■ **TEXT PROVIDED**:
UCIe Consortium Incorporates, Nvidia and Alibaba Round Out Board

By Tiffany Trader

August 2, 2022

The Universal Chiplet Interconnect Express (UCIe) consortium is moving ahead with its effort to standardize a universal interconnect at the package level. The consortium has incorporated under the direction of 12 board members and has launched six working groups. Newly elected members Nvidia and Alibaba have joined the ten founding promoter companies, which include AMD, Arm, Advanced Semiconductor Engineering, Inc. (ASE), Google Cloud, Intel, Meta (Facebook’s parent company), Microsoft, Qualcomm, Samsung and TSMC. 

UCIe Consortium board members

The group comprises semiconductor and packaging companies, IP suppliers, foundries, and cloud service providers. Three of the biggest cloud companies – Google Cloud, Microsoft and Alibaba Group – are represented, but Amazon, which makes custom Arm-based chips under the Graviton moniker, is not a member. 

Another 40 or so contributor members – among them Ayar Labs, Broadcom, Cadence, Micron and Tachyum – will contribute to future UCIe standards through their participation in the working groups. 

Earlier this year, Intel Corporation donated the UCIe 1.0 spec, which was ratified by the original 10 promoter members.

In a pre-briefing with HPCwire, UCIe Consortium Chair (and Senior Intel Fellow) Debendra Das Sharma referenced a passage from Gordon Moore’s famous 1965 paper: “It may prove to be more economical to build large systems out of smaller functions, which are separately packaged and interconnected,” wrote Moore under the sub-heading “Day of reckoning.” UCIe’s backers believe that, at least in some use cases, that day has arrived.

The UCIe standard will enable chip designers to mix and match dies and other chiplet components from multiple sources with different packaging options. The UCIe 1.0 specification defines a standardized die-to-die interconnect, encompassing a physical layer, protocol stack, software model, and compliance testing. It natively maps PCI Express (PCIe) and Compute Express Link (CXL) protocols. 

UCIe 1.0 specification’s key performance indicators. Source: UCIe Consortium.

The consortium has established six working groups. The five technical working groups span electrical, protocol, form factor/compliance, manageability/security, and systems and software. There is also a marketing working group. It’s akin to how the CXL consortium is organized, said Das Sharma, who is also a co-founder and co-chair of that effort.

Source: UCIe briefing slide (July 2022)

Nvidia announced that it would join the UCIe standards group back in March. During the spring GTC proceedings, Nvidia CEO Jensen Huang told HPCwire that as soon as the UCIe spec is stabilized, Nvidia would add it to its chips “as fast as we can.” 

While Nvidia uses its proprietary NVLink chip-to-chip interconnect in its HGX/DGX platforms and its Grace Superchips, it will also leverage the UCIe standard for its semi-custom program. UCIe lets customers build semi-custom chips that connect into Nvidia’s chips (CPUs, GPUs and DPUs) with “just a little engineering effort” in a cost-effective way, Huang said.

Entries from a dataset
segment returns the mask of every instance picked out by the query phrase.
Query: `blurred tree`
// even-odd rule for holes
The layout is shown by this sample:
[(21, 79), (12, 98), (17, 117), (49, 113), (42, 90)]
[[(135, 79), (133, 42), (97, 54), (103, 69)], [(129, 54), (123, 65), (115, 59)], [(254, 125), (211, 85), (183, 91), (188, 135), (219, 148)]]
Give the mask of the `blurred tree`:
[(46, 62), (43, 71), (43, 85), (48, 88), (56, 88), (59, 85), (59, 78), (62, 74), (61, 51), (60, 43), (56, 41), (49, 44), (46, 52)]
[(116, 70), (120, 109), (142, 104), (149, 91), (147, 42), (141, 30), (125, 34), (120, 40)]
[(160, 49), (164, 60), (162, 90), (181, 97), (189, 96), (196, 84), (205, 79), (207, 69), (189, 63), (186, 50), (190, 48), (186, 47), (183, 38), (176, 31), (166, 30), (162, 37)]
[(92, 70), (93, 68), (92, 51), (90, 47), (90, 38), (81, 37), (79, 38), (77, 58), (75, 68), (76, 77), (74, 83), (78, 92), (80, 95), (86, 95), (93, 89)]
==
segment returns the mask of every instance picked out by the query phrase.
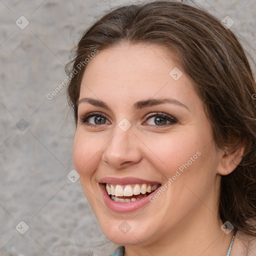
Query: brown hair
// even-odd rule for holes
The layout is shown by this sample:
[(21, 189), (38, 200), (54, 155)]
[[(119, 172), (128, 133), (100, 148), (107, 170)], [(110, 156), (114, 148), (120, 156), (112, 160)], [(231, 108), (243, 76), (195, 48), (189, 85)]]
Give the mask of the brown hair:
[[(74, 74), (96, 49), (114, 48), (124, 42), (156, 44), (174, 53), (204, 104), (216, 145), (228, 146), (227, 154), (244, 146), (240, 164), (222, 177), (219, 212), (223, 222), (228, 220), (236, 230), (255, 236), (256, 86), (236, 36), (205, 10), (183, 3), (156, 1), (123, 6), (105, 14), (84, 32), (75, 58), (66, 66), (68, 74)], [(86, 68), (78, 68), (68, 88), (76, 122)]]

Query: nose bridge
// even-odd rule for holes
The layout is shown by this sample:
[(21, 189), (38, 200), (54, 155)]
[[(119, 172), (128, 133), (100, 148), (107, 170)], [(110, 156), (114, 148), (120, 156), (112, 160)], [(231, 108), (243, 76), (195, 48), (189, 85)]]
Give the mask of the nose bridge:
---
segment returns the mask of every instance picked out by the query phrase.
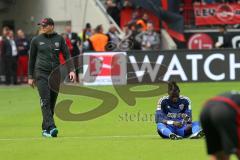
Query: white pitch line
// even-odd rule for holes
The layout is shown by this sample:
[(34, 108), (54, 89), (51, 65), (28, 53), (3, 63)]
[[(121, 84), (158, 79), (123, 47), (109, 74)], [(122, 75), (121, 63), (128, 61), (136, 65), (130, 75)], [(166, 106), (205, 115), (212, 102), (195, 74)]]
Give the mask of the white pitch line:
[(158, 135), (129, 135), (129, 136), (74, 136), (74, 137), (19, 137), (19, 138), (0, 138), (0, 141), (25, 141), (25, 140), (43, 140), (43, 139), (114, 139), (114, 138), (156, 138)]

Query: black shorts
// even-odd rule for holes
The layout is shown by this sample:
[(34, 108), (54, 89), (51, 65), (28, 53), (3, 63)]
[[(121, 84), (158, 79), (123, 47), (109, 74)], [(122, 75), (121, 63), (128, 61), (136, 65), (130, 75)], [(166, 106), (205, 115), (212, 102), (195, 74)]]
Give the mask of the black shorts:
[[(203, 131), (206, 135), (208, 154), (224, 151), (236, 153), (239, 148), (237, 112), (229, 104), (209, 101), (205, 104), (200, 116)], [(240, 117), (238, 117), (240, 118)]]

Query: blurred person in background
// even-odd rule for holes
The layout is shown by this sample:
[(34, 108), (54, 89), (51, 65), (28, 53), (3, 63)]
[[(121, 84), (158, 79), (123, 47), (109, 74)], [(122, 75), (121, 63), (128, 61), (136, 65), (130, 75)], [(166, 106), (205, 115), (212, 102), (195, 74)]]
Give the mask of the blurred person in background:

■ **ACTIONS TO TAKE**:
A - Translate the following sentence from the article on the UCIe consortium into Spanish: "The consortium has established six working groups."
B - Extract every line of the entries that contains the word "background".

■ **EXERCISE ANSWERS**:
A - El consorcio ha establecido seis grupos de trabajo.

B -
Query: blurred person in background
Give the mask of the blurred person in background:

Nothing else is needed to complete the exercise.